Document excerpt
::::
Each of Henry and Fortes would have been eligible for the Rule 5 draft this winter if not selected to the 40-man roster. Miami will get an early look at both players over the season’s final couple weeks. The Marlins are generally expected to move on from Alfaro — who will be eligible for arbitration for the second time this offseason — and seek outside help behind the plate this winter. Neither Henry nor Fortes is the caliber of prospect who would likely deter the front office from seeking an external upgrade, but strong showings from one or both could give them an inside track at landing a season-opening reserve job in 2022.
López’s IL transfer is merely a procedural move. He’s already been on the IL for more than sixty days, so he’s eligible to return when first healthy. Ng told reporters (including de Nicola) that López will throw to batters tomorrow. The team still hopes he’ll be able to make it back this season. Anderson was already known to be out for the rest of the year after undergoing shoulder surgery.
Curly Was The Smart Stooge
Marlins have a great young pitchers staff, you need great catchers to help them along. Go gettem, Donnie Baseball
Curly Was The Smart Stooge
Marlins fans – who would you want as your catcher? Lots of”em around, Zunino, Smith, Sanchez, Contreras ? Inquiring minds want to know.
password is tacko
Contreras personally would be my pick
ludafish
I don’t even really care about the offense. I just want a sound defensive catcher who calls a great game. One who can blocked that bounced slider or curve. Alfaro couldn’t as last I checked he was way ahead in passed balls (then they put him in left because why not?!)
Honestly I really wanted to aquire Joey Bart. As SF whole rotation is a FA I figured we match up well.
If I had to choose from your list I would say Contreras I guess because he seemed like someone we were going after and I feel like I remember him being goof defensively.
My answer is anyone who can play well defensively while having an OPS+ of 100 or over.
::::
Data excerpts:
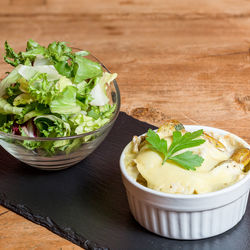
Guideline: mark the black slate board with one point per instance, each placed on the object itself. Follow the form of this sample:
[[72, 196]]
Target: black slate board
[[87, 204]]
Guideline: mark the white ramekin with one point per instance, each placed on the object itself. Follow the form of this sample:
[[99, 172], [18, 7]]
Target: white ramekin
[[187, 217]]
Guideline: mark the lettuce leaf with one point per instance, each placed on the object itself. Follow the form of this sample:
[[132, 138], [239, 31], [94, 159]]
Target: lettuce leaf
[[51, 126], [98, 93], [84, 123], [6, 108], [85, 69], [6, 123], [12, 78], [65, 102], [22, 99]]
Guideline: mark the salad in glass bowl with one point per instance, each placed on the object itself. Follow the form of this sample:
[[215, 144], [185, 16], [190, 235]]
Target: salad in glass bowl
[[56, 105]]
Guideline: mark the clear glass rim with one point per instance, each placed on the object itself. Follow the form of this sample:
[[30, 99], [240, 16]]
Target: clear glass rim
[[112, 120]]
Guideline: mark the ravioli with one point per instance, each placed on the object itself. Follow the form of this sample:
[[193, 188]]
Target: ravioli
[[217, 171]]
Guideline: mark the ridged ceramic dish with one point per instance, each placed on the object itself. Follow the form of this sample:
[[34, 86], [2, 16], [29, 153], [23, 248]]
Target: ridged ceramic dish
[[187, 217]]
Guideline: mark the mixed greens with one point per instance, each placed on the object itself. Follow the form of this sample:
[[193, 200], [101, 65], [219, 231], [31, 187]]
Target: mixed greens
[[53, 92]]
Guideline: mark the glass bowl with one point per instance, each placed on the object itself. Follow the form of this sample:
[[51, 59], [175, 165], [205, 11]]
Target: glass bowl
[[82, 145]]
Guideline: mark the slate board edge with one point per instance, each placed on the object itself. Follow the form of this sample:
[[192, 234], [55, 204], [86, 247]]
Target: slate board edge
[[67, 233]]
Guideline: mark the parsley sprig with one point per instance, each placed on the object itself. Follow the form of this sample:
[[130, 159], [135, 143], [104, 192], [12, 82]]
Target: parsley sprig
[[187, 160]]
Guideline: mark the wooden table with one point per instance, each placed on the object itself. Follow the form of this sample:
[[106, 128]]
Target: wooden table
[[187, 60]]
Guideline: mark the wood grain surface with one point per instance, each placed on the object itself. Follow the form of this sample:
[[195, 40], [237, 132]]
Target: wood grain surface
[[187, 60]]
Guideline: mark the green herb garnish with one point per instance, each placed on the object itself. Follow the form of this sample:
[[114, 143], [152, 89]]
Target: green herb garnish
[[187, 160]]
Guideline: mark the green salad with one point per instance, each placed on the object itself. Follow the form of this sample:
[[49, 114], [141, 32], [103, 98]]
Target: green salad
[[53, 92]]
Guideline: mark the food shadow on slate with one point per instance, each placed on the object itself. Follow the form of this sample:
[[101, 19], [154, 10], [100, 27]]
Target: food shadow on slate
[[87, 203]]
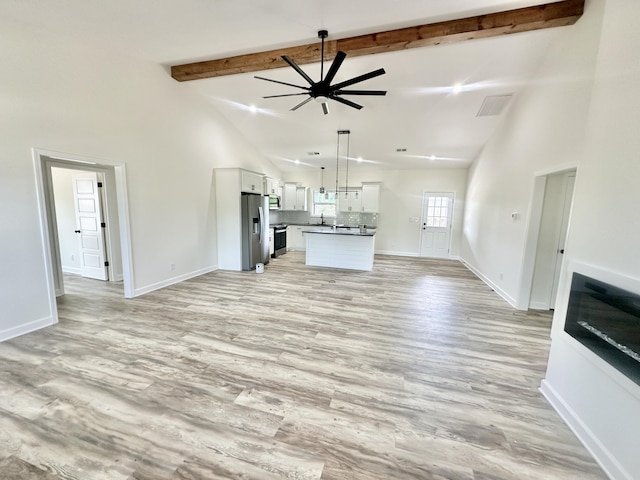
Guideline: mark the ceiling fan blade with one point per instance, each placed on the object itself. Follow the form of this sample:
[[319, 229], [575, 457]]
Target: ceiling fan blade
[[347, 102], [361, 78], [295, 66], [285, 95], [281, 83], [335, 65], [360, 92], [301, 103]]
::::
Exercise objective
Repeat the Marlins excerpt word for word, from "password is tacko" to "match up well.".

The answer
password is tacko
Contreras personally would be my pick
ludafish
I don’t even really care about the offense. I just want a sound defensive catcher who calls a great game. One who can blocked that bounced slider or curve. Alfaro couldn’t as last I checked he was way ahead in passed balls (then they put him in left because why not?!)
Honestly I really wanted to aquire Joey Bart. As SF whole rotation is a FA I figured we match up well.